Rescale the data starting at the line containing "Per instance of the grey" and ending with the last line of the data, and write out only those lines, requests included. Multiply every pixel coordinate in the answers by 1.2 and round it to a whole number, with halves rounded up.

### Extracted entries

(begin)

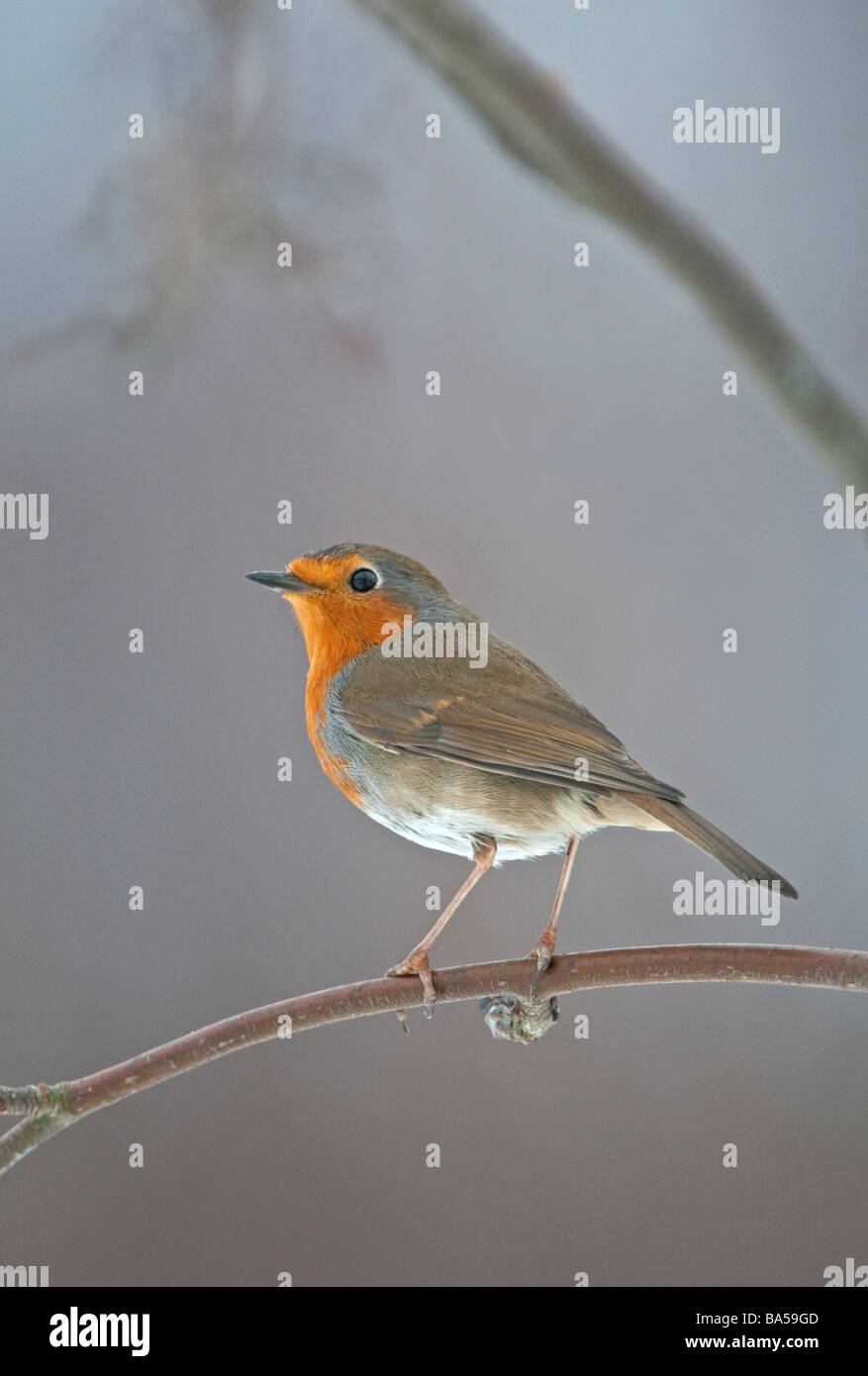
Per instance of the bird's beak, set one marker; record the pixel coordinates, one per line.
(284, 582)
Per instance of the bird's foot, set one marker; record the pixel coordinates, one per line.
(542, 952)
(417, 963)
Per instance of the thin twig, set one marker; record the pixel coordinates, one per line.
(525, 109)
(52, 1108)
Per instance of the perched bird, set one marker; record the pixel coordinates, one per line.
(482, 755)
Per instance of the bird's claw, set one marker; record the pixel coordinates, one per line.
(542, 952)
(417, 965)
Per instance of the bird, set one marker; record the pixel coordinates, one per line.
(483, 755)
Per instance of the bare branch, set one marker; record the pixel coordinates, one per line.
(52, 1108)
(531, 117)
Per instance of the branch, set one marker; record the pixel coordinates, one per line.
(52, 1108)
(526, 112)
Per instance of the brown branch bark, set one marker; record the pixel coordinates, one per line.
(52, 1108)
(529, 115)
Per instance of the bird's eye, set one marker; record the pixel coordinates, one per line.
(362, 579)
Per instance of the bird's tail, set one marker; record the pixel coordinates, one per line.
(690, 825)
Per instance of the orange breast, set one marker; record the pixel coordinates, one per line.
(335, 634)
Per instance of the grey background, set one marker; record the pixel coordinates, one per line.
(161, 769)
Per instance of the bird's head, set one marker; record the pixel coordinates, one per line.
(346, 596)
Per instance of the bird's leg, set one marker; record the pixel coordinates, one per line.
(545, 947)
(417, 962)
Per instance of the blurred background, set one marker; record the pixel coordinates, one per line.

(end)

### Response
Per instance of the grey background, set one marker; record the pixel coordinates, one per line.
(193, 923)
Per instance of the bird's head, set one marker; record the pixel coordinates, one per line.
(415, 715)
Per instance of the bird's leg, set one marker; record the pixel coordinates, one per line.
(654, 1136)
(500, 1154)
Per instance of the blurred background, set one marker; record the pixel coordinates, one per line.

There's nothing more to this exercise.